Going through the material below, please gather all lines with the word "black" in them.

┄┄┄┄┄┄┄┄┄┄

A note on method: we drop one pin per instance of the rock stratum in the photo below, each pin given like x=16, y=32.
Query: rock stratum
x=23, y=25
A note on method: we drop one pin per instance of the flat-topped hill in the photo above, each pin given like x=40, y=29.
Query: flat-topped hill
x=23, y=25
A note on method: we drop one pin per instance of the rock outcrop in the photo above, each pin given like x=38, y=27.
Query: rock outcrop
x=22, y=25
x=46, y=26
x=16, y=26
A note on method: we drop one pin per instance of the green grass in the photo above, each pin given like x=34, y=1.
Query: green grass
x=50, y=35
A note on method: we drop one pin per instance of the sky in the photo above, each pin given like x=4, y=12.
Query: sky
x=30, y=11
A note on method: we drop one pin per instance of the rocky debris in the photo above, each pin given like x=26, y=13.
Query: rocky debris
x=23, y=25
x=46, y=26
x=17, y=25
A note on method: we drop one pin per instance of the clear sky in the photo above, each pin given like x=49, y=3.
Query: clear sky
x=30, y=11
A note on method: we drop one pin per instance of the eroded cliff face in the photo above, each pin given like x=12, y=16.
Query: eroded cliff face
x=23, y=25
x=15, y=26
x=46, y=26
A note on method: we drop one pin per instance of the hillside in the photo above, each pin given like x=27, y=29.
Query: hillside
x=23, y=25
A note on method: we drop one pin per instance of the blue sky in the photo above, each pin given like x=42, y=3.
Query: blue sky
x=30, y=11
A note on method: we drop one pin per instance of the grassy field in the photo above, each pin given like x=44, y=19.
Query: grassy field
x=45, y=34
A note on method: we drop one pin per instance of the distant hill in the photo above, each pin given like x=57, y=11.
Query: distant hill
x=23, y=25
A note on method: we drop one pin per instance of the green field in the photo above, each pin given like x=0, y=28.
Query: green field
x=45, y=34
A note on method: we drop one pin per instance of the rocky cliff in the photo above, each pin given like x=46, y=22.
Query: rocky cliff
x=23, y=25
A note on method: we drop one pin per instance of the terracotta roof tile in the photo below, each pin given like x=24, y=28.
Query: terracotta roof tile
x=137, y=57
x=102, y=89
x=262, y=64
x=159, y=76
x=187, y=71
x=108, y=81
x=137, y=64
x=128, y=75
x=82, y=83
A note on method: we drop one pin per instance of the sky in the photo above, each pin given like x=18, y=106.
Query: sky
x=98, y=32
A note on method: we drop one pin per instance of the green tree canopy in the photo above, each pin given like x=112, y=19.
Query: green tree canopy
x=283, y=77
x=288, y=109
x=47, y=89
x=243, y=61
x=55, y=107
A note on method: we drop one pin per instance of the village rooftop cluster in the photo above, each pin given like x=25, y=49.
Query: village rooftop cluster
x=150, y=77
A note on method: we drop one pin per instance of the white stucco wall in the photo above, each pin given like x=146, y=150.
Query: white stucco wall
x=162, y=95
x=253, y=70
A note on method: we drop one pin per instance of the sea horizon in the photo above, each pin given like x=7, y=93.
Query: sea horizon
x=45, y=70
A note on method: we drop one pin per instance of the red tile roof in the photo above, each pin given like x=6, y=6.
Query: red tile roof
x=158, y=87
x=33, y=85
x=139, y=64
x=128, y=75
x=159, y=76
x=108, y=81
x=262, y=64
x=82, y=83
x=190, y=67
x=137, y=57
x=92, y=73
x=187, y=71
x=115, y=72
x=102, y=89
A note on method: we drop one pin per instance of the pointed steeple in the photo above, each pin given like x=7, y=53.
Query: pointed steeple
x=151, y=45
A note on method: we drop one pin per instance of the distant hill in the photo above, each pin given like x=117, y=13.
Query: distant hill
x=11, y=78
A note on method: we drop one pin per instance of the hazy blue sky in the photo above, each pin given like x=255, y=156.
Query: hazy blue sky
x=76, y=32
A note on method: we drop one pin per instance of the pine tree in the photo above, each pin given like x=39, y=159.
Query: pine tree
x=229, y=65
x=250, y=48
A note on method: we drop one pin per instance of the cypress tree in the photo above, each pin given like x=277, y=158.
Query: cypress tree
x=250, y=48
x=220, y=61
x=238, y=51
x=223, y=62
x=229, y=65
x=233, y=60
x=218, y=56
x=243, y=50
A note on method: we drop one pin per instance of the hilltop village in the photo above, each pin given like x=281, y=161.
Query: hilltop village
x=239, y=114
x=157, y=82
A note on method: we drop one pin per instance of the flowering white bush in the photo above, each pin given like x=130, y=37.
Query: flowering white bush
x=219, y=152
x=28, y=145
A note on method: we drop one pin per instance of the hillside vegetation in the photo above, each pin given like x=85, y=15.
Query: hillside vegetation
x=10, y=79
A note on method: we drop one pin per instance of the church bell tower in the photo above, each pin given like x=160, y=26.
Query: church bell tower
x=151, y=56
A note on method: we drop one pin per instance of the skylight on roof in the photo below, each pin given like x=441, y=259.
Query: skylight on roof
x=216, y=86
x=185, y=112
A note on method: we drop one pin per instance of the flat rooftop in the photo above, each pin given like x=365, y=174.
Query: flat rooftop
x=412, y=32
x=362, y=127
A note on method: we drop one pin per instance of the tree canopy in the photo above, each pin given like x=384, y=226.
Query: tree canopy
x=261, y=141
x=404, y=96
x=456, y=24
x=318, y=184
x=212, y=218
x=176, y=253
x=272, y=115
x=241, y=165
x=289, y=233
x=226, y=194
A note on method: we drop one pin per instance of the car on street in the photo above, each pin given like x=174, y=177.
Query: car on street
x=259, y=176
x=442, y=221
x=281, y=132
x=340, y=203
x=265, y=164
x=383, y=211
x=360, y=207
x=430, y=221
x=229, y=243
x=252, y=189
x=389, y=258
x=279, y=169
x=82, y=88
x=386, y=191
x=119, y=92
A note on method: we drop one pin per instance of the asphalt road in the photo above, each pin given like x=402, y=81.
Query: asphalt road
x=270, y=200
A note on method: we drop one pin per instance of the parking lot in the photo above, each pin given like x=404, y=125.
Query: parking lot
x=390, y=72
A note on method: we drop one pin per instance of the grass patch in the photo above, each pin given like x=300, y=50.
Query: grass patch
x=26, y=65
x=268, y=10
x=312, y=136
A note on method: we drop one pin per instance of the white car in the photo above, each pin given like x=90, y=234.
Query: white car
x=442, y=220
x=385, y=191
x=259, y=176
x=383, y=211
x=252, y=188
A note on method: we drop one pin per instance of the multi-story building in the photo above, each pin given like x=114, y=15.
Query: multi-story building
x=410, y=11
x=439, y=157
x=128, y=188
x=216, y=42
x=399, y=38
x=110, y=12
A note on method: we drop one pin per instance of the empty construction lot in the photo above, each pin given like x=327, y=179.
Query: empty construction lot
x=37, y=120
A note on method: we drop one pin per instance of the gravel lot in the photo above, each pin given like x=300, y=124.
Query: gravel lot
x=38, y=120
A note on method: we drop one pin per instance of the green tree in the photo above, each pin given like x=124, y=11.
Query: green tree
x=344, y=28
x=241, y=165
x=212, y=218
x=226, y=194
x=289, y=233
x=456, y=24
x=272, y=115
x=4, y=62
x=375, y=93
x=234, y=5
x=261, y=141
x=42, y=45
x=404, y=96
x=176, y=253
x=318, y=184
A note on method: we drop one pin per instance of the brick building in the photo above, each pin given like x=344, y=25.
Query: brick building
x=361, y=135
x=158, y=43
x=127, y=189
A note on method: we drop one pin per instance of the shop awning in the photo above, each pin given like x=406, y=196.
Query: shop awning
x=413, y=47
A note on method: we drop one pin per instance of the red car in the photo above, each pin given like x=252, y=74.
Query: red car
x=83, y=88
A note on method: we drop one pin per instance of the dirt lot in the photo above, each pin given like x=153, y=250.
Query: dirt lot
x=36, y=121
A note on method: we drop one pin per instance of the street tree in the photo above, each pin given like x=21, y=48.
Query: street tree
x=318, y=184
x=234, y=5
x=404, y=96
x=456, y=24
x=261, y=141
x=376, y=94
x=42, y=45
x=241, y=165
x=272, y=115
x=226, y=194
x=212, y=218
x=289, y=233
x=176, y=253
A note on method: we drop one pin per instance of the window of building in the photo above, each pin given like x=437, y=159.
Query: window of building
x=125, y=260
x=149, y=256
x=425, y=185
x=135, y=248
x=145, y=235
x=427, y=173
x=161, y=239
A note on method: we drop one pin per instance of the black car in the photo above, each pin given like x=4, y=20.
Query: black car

┄┄┄┄┄┄┄┄┄┄

* [Written response]:
A note on method: we drop one pin per instance of the black car in the photo above, each pin given like x=4, y=20.
Query: black car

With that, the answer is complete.